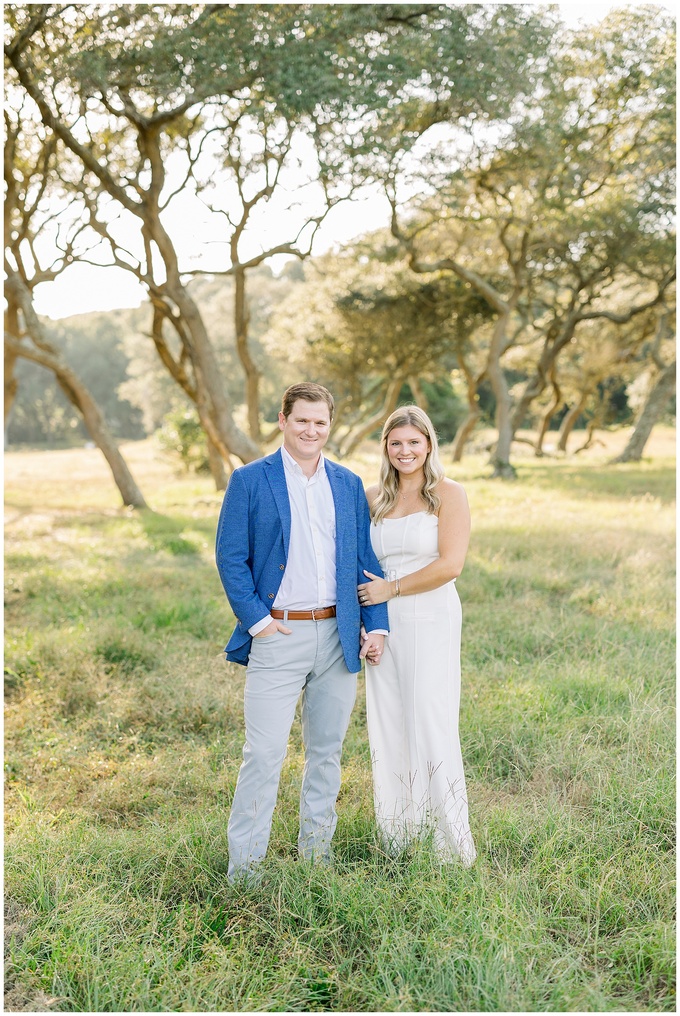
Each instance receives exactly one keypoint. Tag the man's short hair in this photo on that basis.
(310, 392)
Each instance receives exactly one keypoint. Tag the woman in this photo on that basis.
(420, 531)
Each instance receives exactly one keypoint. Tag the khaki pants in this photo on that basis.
(281, 667)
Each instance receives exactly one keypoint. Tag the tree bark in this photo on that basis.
(653, 409)
(241, 327)
(10, 382)
(500, 458)
(351, 440)
(419, 395)
(570, 419)
(217, 464)
(549, 414)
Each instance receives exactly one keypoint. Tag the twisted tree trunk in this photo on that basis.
(78, 394)
(653, 409)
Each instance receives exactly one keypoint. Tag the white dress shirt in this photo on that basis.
(309, 579)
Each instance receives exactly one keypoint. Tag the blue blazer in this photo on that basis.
(253, 537)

◆ ◆ ◆ ◆ ◆ ◆ ◆

* _YOUR ASSIGNMENT_
The "Each instance receives exactly one keypoint. Tag the khaki" line through the last line above: set these down exactly and add nothing else.

* _EXPECTED ANSWER_
Each instance receives exactly one keypoint. Tag the khaki pants in this photo on that basis.
(281, 667)
Each instance receives exactly one keypoint. Tag the tree bark in this photo on that basis.
(653, 409)
(241, 327)
(10, 382)
(500, 458)
(351, 440)
(419, 395)
(570, 419)
(217, 464)
(549, 414)
Each instance receives exactly one keypoint. Tag the twisted tree trunk in this photo on that basis.
(78, 394)
(653, 409)
Each instance receives exactly one keypoint. Tag the white dress shirt in this photo on that basis.
(309, 579)
Each instance receives exactly one keypoint. Tag the blue blazer in this photo on that basis.
(253, 537)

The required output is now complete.